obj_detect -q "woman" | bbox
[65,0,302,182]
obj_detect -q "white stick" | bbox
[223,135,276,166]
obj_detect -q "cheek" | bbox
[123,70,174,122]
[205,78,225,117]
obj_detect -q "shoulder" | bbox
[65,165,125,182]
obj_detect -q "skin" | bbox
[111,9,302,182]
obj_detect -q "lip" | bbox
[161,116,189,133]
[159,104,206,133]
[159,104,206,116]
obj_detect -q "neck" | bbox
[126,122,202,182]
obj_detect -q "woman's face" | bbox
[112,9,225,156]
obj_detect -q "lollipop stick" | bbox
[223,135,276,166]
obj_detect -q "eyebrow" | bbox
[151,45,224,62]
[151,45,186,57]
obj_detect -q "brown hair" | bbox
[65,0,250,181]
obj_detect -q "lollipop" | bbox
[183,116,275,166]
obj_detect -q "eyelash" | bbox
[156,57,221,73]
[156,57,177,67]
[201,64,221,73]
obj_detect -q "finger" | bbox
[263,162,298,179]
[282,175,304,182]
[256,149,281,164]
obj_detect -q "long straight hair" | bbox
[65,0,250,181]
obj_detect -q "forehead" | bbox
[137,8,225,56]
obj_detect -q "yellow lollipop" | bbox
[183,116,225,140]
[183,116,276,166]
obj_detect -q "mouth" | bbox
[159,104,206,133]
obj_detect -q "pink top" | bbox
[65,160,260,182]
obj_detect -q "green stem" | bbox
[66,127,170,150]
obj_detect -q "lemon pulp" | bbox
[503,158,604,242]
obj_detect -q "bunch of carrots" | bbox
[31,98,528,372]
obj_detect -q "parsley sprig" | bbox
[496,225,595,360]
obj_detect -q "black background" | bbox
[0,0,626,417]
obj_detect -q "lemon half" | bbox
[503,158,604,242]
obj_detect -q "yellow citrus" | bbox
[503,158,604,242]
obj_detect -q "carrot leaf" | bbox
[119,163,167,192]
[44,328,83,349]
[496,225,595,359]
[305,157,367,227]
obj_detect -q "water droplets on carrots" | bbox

- Short problem
Rewrite all the records above with "lollipop" swapped for "candy" wherever it occurs, leaving everything else unchanged.

- Exercise answer
obj_detect -q "woman" | bbox
[65,0,302,182]
obj_detect -q "white stick" | bbox
[223,135,276,166]
obj_detect -q "cheek" | bbox
[123,70,174,122]
[205,78,225,117]
obj_detect -q "shoulder" | bbox
[65,165,125,182]
obj_detect -q "skin" | bbox
[111,9,302,182]
obj_detect -q "lip" | bbox
[161,116,189,133]
[159,104,206,133]
[159,104,206,116]
obj_detect -q "neck" | bbox
[126,122,202,182]
obj_detect -q "woman's face" | bbox
[112,9,225,156]
obj_detect -q "candy stick" | bbox
[223,135,276,166]
obj_detect -q "eyebrow" | bbox
[151,45,224,62]
[151,45,186,57]
obj_detect -q "brown hair" | bbox
[65,0,250,181]
obj_detect -q "candy" | bbox
[183,116,275,166]
obj_detect -q "eyelash" | bbox
[156,57,221,73]
[156,57,177,67]
[201,64,221,73]
obj_detect -q "finger" | bbox
[263,162,298,179]
[282,175,304,182]
[256,149,281,164]
obj_detect -q "long straight hair" | bbox
[65,0,250,181]
obj_detect -q "forehead" | bbox
[137,8,225,56]
obj_detect -q "yellow candy" | bbox
[183,116,225,140]
[183,116,276,166]
obj_detect -q "mouth" | bbox
[159,104,206,133]
obj_detect -q "pink top" | bbox
[65,160,260,182]
obj_detect -q "green stem" | bbox
[66,127,170,150]
obj_detect -q "lemon pulp" | bbox
[503,158,604,242]
obj_detect -q "bunch of carrots" | bbox
[31,98,528,372]
obj_detect -q "parsley sprig" | bbox
[496,225,595,360]
obj_detect -q "black background" | bbox
[0,0,626,417]
obj_detect -q "lemon half" | bbox
[503,158,604,242]
obj_detect -q "yellow citrus" | bbox
[503,158,604,242]
obj_detect -q "carrot leaf" | bbox
[119,163,167,192]
[44,328,83,349]
[496,225,595,359]
[305,157,367,227]
obj_detect -q "water droplets on carrots" | bbox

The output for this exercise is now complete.